● **What needs to be done**:
Starting at the line that contains "Query: eagle logo on tail", output each line through the end of the data exactly, and nothing more.

[Records provided]

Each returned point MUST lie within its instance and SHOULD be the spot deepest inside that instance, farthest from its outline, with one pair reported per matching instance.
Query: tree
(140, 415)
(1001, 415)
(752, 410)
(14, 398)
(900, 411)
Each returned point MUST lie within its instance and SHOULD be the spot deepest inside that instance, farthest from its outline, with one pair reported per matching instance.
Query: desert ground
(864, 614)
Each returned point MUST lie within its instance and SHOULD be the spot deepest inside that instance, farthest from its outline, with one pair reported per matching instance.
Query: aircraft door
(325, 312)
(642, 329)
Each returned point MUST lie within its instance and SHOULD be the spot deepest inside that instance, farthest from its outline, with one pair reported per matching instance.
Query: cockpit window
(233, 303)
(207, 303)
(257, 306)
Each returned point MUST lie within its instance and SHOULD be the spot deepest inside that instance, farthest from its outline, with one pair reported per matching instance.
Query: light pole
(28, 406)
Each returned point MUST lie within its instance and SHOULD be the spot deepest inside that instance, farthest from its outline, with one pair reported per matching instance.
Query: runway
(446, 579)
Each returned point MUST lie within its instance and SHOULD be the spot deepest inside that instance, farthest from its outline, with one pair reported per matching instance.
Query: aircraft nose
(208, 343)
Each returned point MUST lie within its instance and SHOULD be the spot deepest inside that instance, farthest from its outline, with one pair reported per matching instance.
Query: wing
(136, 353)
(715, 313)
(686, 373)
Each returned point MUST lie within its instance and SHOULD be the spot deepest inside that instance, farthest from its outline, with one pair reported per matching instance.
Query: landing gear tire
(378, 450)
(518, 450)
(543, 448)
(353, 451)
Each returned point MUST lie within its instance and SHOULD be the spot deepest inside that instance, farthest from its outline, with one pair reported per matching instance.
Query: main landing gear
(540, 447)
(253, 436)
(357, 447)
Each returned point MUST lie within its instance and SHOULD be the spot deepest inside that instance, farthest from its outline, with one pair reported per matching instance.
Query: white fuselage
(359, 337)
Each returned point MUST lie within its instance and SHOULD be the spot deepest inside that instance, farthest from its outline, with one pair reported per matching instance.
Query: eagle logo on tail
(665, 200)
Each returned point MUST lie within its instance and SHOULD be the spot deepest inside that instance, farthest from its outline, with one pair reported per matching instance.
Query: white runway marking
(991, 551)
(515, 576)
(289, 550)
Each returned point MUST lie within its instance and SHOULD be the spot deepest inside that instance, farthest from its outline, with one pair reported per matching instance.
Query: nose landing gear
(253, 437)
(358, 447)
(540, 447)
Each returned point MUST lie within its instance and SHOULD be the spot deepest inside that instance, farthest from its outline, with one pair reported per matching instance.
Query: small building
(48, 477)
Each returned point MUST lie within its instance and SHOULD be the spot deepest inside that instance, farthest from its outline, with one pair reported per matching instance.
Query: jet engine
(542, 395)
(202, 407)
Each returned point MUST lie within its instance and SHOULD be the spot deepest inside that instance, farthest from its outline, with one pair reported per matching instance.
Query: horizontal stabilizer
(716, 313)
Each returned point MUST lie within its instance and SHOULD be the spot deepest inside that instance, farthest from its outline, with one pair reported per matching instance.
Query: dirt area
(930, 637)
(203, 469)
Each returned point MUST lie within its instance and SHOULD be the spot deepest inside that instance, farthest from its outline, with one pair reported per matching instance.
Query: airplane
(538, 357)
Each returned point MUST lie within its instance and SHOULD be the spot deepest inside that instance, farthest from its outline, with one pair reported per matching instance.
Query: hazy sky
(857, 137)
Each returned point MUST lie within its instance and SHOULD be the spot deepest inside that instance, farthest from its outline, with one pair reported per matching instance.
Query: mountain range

[/Records provided]

● **Answer section**:
Query: eagle logo on tail
(665, 200)
Each returned point MUST lie within its instance and SHOULD be the spot deepest inside that instance, farthest from its outline, with one pair reported per matching instance.
Query: white runway marking
(991, 551)
(515, 576)
(289, 550)
Each returned point MUST lie within its instance and SHOULD be the spot deepest inside that instance, farthest from its outline, with one pair reported per matching instance.
Query: nose landing gear
(253, 437)
(358, 447)
(540, 447)
Each returned point MUST lie within its instance and SHOULD be the spot deepest inside that instance, farthest from its outline, with one pair reported per matching instance.
Query: small building
(48, 477)
Each returned point MUST lie within its instance and SHOULD be the spot deepest inside that instance, farthest from its outline, with one pair reported per matching instance.
Query: jet engine
(542, 395)
(202, 407)
Each returned point MUST lie within its instance and SHOULD be the spot deepest inside that instance, farthest from its outline, with one pair reported per matching instance.
Query: horizontal stabilizer
(716, 313)
Each returned point MUST lie within its instance and SHOULD be the spot deepest inside that instance, farthest from its outline, with one pair reported per matching instance.
Query: dirt area
(930, 637)
(203, 469)
Each returned point MUST lie within its instance and SHOULD be the spot deepest inside that instance, farthest from its outline, with one pair reported per matching instance.
Query: airplane
(538, 357)
Each returned point MUST lie within its instance and SHOULD be the spot deepest inside that instance, farthest from its outline, with one pair reported per matching instance.
Query: hazy sky
(857, 137)
Each returned point MUST lie within its instance and SHOULD be the spot deepest inside that instance, farthest from its outline, with one pair reported per matching instance.
Query: mountain range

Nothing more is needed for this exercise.